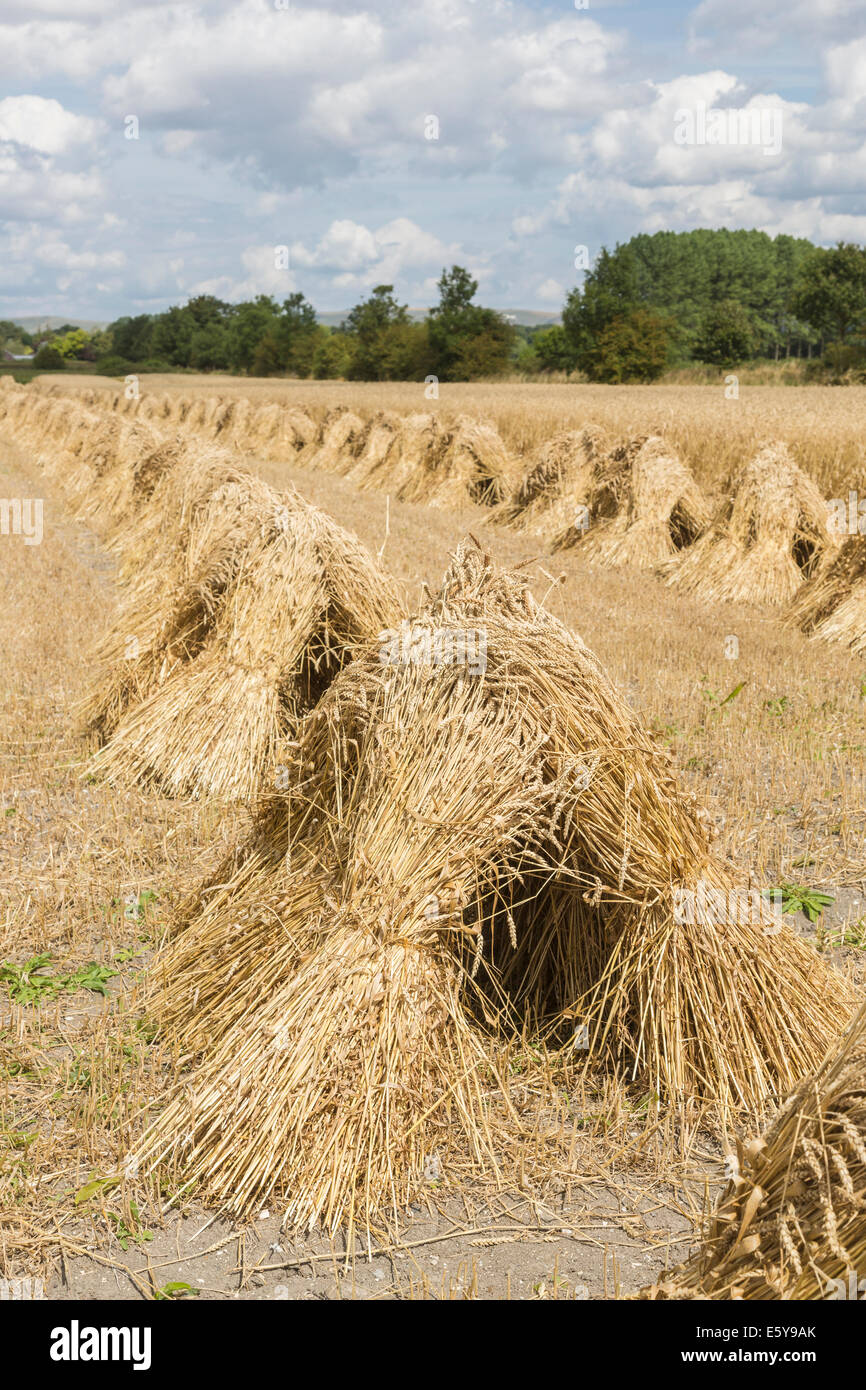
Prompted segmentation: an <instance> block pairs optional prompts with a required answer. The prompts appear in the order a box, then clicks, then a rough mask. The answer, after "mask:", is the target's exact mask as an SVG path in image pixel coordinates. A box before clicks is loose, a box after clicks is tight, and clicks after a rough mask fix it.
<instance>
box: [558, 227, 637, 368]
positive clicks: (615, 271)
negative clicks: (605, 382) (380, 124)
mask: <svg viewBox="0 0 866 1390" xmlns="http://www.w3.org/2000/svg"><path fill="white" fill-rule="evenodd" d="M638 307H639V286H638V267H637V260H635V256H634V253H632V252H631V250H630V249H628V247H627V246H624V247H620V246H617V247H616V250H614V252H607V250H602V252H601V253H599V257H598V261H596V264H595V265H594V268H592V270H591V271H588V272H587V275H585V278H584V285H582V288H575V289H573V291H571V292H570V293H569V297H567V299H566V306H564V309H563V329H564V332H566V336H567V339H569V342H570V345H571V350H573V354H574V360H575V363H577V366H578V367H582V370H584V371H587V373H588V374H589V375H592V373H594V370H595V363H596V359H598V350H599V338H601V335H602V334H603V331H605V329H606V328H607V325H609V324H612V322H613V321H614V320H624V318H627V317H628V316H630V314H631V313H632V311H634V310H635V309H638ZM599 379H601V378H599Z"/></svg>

---

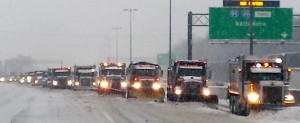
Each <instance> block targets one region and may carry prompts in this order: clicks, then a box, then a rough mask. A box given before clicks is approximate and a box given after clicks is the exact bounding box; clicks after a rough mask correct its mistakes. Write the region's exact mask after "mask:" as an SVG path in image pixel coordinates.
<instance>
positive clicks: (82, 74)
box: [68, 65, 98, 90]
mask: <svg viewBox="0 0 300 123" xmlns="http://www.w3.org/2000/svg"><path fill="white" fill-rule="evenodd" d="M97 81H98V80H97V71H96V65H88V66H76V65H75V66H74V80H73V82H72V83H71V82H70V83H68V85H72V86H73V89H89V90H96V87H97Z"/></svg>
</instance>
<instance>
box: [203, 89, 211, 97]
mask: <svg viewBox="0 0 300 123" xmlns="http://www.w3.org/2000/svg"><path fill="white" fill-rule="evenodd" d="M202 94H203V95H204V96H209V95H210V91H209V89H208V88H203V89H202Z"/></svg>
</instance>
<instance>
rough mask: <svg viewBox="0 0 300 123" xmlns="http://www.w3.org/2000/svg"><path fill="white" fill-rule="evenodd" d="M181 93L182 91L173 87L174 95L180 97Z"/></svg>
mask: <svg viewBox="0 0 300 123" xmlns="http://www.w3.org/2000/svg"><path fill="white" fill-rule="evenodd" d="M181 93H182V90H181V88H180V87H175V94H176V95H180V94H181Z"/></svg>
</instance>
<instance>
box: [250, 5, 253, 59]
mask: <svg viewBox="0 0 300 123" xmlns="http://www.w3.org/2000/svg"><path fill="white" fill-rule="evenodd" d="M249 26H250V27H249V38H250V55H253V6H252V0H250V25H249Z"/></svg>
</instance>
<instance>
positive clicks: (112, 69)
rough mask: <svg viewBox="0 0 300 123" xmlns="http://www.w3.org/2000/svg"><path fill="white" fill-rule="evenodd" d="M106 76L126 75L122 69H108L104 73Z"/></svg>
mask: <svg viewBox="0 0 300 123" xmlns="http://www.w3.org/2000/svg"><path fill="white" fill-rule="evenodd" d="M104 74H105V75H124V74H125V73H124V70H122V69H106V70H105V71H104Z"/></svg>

> EXERCISE DESCRIPTION
In the entries above, find every line with the word "positive" and list it.

> ANSWER AREA
positive clicks: (615, 271)
positive clicks: (82, 74)
positive clicks: (112, 69)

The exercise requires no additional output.